**Set of tasks**
(a) In the passage on wine regions, what is the name of Robertson's festival?
(b) Reproduce the stretch of the listing from the line containing "Where can the asphalt road be found here?" through the line containing "[[27, 176]]", both included, word for word.

Most wine regions also understand that any large body requires a heart, a core; a tourism and services hub that ties all the far-flung estates, cellars and other attractions together. Stellenbosch uses this very effectively and although Pniel, Kylemore and Klapmuts fall within this wine-of-origin area, they realise their core is the town of Stellenbosch. Even the new kid on the block, Robertson, grasps this. Bonnievale, McGregor and Ashton playing the role of the smaller cousins, but the natural and logical nucleus is Robertson and this name is what draws the tourists to the region as a whole.
Robertson is often used as a paragon of how an obscure region can quickly and effectively propel itself into the national and even international wine region limelight. Their festival, the Wacky Wine drink-fest that it is, is either loved or loathed. However no matter which way you slice it, it is deeply ingrained in the wine-drinking psyche and Robertson has created a model of marketing success. This success spills into their town’s main streets; cafés, restaurants, boutiques and new retail outlets are opening on a regular basis. Their main thoroughfares are well-maintained, meticulously landscaped and their success and tourism-mindedness almost exudes out of the pavements.

(Dataset rows on where objects appear)
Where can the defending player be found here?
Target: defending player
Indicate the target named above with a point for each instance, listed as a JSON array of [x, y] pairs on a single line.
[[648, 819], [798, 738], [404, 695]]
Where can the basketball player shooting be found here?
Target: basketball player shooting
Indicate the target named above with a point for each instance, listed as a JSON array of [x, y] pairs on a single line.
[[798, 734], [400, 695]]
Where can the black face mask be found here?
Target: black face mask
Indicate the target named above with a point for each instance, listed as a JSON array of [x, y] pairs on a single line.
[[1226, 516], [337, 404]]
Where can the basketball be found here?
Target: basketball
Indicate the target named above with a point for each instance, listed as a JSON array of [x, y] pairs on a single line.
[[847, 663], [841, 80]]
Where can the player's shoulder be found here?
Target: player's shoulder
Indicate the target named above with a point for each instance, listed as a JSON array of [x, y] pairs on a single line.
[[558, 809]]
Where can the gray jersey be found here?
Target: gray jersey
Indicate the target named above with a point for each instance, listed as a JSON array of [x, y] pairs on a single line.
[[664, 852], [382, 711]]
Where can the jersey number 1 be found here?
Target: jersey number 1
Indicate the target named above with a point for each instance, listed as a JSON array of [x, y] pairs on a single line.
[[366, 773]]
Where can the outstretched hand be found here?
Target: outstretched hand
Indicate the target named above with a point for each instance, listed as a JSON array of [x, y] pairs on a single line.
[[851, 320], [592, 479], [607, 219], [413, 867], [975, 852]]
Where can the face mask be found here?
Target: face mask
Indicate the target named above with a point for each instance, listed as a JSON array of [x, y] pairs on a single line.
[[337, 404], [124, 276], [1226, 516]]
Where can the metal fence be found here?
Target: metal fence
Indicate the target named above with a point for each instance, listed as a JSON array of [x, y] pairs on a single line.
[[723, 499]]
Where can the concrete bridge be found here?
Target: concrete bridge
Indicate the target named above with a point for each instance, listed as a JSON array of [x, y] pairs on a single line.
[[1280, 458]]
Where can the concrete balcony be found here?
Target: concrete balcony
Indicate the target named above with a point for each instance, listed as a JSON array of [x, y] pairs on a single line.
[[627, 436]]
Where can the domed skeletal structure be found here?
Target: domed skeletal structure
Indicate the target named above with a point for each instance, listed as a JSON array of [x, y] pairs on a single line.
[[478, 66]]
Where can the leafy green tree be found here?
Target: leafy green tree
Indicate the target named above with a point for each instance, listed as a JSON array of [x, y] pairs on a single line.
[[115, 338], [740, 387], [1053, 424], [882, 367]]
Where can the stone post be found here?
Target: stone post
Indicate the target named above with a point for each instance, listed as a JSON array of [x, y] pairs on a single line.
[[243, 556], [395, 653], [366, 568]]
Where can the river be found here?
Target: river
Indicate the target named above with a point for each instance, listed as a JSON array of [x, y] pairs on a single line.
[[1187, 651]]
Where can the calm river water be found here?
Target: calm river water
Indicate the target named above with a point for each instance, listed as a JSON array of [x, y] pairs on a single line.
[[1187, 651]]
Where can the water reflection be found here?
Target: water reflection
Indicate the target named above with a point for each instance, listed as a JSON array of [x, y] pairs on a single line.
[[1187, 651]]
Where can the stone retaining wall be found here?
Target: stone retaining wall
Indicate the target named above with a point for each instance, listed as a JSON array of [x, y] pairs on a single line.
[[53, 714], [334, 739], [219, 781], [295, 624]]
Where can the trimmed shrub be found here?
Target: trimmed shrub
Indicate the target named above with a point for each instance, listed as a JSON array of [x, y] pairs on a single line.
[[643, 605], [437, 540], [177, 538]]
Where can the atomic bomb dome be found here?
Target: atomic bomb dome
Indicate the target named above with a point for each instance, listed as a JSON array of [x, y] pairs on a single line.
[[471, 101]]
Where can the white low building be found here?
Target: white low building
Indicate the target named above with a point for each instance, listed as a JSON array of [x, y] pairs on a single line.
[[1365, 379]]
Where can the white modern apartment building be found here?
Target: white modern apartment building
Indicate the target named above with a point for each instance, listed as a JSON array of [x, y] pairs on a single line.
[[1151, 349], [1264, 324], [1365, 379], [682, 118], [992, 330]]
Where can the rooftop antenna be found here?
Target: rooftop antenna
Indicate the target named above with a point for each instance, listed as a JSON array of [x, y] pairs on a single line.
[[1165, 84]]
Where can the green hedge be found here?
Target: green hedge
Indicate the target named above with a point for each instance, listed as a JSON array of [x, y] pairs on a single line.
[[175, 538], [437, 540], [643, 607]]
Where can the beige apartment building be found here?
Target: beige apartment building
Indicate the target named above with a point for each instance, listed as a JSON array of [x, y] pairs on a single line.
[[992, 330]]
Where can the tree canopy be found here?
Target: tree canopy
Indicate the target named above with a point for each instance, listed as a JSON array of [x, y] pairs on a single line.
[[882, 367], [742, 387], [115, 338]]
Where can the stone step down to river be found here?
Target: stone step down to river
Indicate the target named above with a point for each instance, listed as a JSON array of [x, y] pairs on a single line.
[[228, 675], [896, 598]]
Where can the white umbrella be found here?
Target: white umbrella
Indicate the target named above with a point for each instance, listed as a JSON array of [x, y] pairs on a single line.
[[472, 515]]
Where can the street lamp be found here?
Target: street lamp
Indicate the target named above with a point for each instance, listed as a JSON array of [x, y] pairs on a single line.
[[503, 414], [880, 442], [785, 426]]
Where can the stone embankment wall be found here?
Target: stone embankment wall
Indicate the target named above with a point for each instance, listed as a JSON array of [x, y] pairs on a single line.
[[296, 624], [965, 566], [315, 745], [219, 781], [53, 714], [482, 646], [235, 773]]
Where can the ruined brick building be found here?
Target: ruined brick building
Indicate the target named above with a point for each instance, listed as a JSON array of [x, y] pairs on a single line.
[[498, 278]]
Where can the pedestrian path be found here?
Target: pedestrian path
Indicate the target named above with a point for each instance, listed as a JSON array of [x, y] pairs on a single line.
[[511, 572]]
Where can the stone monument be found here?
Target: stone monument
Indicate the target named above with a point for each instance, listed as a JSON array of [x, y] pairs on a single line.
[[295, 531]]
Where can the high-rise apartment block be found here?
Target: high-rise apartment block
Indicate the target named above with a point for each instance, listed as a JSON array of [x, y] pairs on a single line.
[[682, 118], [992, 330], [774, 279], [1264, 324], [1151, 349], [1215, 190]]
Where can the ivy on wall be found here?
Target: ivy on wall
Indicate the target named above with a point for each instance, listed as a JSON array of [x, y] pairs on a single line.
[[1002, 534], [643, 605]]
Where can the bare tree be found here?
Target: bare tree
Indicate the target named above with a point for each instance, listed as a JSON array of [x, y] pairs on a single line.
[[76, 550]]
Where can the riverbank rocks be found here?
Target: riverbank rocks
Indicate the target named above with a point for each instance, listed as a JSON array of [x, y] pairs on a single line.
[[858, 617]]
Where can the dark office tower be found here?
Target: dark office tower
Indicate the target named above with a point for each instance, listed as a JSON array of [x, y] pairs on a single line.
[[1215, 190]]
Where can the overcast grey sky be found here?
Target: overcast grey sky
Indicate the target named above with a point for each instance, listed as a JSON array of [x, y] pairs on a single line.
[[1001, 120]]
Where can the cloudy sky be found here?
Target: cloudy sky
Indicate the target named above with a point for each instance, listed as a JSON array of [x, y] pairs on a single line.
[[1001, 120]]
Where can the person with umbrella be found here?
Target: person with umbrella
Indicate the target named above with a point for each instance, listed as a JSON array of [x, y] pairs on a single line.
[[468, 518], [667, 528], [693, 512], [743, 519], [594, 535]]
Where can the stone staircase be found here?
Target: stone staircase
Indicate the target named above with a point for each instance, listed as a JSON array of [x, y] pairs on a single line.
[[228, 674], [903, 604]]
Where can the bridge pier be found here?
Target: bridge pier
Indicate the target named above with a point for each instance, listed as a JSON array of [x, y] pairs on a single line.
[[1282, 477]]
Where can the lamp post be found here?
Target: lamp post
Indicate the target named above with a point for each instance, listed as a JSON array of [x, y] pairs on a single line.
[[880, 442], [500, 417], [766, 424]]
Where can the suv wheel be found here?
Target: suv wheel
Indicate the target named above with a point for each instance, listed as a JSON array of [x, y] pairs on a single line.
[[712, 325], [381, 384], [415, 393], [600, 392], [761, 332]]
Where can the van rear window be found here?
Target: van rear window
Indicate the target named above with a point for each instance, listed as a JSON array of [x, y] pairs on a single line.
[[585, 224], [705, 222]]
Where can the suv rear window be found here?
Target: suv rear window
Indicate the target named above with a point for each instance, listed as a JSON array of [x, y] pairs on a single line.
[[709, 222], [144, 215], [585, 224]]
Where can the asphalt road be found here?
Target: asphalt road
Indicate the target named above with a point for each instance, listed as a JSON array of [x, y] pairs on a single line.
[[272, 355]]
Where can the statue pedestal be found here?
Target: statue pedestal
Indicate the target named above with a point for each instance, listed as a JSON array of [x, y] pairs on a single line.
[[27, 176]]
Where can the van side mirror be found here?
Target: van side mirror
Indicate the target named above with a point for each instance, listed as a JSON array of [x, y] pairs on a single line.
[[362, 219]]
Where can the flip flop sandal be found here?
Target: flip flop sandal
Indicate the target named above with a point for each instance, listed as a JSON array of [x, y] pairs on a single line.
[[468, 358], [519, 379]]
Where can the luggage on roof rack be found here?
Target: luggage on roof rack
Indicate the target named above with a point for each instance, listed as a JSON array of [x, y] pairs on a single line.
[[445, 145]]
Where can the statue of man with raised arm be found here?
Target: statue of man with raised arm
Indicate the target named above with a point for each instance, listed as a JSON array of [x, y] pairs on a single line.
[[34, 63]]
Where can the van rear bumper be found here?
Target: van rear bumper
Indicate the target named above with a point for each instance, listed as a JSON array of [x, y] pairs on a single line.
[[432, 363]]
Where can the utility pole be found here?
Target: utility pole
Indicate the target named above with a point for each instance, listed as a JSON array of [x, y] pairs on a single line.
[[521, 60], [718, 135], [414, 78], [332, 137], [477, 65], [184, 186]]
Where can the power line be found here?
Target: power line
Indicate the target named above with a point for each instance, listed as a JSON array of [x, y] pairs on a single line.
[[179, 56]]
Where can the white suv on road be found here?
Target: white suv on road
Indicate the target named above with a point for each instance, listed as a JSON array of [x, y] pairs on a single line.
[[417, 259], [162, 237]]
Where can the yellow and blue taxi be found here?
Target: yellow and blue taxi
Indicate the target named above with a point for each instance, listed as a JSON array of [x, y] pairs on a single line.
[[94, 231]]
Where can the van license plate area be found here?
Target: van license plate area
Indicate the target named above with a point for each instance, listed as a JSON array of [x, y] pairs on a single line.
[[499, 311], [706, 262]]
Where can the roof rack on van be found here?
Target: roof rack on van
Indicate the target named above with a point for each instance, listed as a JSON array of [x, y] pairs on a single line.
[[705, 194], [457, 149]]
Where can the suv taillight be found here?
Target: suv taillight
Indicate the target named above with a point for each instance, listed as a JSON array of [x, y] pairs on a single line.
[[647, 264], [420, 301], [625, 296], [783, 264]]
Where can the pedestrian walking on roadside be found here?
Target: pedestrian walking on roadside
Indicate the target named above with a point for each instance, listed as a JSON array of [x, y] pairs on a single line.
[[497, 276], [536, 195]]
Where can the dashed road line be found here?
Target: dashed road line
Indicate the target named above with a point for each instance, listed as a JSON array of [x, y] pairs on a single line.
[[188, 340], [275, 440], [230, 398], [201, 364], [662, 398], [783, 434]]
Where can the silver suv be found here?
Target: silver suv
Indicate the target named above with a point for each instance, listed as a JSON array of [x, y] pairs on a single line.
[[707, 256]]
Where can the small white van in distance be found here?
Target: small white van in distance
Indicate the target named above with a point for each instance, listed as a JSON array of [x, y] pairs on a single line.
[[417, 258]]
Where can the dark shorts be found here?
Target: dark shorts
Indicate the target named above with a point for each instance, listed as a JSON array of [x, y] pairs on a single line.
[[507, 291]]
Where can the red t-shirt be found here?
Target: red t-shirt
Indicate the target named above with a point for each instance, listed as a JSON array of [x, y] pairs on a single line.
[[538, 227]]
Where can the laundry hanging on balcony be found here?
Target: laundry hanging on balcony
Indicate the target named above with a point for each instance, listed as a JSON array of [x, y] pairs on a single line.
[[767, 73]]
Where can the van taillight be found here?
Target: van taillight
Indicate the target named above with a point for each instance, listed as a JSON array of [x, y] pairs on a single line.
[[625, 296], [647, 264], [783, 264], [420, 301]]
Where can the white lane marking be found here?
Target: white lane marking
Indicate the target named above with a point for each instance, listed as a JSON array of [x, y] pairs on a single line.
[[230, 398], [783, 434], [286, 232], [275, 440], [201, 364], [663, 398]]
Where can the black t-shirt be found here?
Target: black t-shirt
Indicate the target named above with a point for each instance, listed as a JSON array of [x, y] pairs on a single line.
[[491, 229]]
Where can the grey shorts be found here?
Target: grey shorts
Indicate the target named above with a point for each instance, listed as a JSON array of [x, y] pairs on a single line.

**Solutions to the tasks**
(a) The Wacky Wine festival.

(b)
Where can the asphalt road be found here?
Target: asphalt road
Indicate the target named above with a point for each instance, listed as a JSON array of [x, y] pairs on a single line.
[[272, 355]]
Where can the statue pedestal be found here?
Target: statue pedestal
Indicate the target named above with a point for each instance, listed as a JSON array of [x, y] pairs on a single line.
[[27, 176]]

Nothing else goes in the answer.